> DESCRIPTION OF THE TASK: Set down, word for word, the stretch of lines from the one containing "Where can you see the hanging" to the end of the records below.

> Stored entries:
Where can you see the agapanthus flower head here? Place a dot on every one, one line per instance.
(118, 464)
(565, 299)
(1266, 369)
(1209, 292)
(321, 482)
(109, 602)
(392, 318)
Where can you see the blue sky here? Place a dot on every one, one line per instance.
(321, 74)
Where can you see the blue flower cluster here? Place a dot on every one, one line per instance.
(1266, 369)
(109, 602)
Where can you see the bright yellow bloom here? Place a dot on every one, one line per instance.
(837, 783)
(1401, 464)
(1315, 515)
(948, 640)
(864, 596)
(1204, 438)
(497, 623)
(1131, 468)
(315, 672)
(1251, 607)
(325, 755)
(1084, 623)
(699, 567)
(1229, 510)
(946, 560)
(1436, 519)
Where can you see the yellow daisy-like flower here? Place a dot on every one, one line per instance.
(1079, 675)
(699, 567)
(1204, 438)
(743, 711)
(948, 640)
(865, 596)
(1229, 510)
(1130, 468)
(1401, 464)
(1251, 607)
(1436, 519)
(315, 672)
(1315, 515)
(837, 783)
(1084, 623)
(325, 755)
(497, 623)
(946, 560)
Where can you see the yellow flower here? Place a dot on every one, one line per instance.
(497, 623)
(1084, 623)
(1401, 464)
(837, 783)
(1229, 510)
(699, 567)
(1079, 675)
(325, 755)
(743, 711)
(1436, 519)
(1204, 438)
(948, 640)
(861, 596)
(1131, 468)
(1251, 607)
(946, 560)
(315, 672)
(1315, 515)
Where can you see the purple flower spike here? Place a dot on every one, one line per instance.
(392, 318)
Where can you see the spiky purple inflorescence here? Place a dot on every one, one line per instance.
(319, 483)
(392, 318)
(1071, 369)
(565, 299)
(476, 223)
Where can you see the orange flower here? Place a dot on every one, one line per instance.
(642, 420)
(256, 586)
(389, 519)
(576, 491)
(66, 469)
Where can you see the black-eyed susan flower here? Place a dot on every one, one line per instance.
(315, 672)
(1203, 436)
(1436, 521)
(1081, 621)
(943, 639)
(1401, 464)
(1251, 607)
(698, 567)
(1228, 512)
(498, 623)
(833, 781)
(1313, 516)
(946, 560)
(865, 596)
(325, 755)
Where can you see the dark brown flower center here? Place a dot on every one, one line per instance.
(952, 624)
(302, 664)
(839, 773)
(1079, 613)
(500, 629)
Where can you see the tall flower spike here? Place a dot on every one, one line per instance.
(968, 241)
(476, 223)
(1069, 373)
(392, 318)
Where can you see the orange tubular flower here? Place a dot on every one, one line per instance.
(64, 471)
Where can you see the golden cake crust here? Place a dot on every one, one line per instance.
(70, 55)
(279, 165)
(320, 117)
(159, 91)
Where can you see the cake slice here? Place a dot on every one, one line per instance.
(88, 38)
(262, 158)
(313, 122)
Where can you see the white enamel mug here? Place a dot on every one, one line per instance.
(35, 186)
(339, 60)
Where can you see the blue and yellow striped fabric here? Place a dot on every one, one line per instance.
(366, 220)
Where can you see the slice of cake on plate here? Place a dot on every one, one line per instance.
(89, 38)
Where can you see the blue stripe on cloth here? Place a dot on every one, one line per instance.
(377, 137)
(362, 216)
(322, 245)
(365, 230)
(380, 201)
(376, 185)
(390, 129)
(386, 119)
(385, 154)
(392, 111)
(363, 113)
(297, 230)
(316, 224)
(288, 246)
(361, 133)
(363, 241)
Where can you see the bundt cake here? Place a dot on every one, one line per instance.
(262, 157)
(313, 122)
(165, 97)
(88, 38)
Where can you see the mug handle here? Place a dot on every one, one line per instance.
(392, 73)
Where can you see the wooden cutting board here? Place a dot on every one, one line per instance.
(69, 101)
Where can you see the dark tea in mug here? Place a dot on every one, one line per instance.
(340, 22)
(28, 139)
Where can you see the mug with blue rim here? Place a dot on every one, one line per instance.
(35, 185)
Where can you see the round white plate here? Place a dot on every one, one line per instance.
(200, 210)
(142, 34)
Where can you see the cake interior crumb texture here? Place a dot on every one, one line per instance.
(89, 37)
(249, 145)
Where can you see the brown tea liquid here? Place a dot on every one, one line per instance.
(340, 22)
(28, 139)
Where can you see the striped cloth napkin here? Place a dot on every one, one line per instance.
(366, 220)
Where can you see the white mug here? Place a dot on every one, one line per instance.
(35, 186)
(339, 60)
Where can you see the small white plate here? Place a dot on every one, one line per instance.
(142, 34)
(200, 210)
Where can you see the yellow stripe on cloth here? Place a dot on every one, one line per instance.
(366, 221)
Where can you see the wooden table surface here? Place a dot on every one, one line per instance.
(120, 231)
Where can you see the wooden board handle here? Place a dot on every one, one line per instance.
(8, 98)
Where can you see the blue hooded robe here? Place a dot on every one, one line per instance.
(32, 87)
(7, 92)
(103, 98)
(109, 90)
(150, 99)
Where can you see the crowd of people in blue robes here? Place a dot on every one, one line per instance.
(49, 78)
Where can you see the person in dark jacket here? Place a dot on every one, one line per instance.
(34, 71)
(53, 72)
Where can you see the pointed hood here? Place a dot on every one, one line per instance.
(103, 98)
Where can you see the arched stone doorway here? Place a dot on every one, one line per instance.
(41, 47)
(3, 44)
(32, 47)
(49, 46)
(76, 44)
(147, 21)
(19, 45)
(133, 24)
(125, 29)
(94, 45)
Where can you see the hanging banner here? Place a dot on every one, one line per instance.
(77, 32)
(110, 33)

> FINISHED EXERCISE:
Where can you see the hanging banner here? Place a dot on every one, one line per instance.
(77, 32)
(110, 33)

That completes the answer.